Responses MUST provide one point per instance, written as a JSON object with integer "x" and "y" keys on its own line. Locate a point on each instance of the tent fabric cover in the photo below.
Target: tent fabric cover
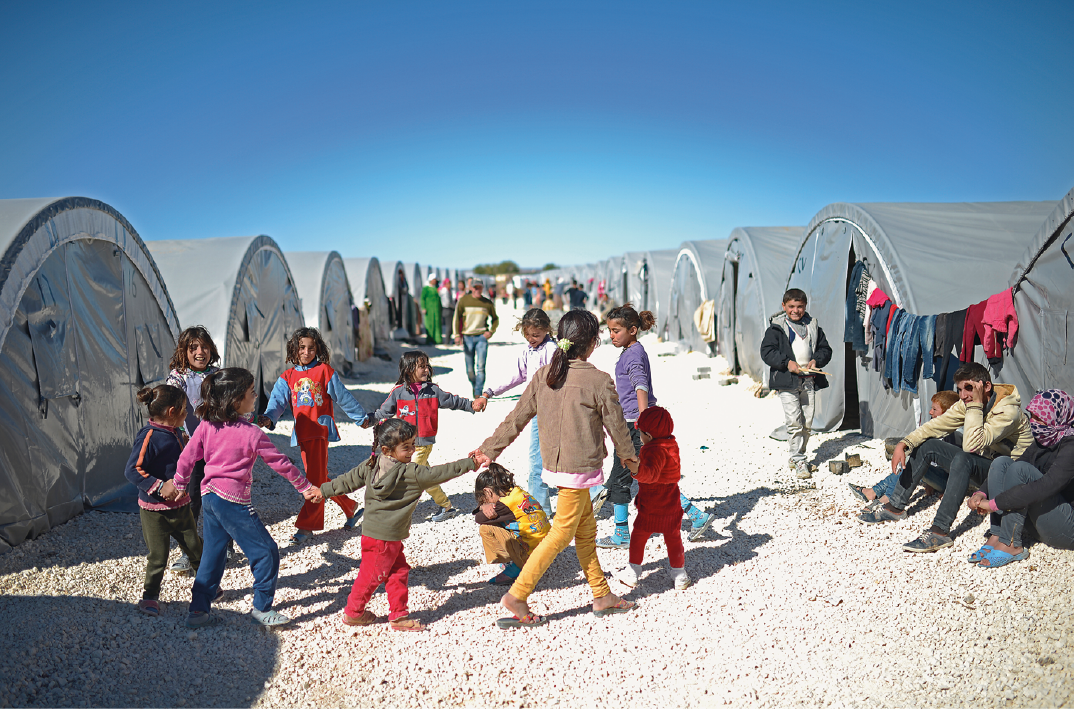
{"x": 325, "y": 297}
{"x": 244, "y": 294}
{"x": 929, "y": 258}
{"x": 86, "y": 321}
{"x": 760, "y": 259}
{"x": 1043, "y": 280}
{"x": 367, "y": 289}
{"x": 695, "y": 279}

To do. Pick out every line of the records that contains the string "tent", with matching case.

Full output.
Responses MUST provide one point per instance, written as a JSON object with integer "x" and "y" keys on its own line. Locate a point on each instance of the tent fabric cover in the photo below.
Target: tent fabric cover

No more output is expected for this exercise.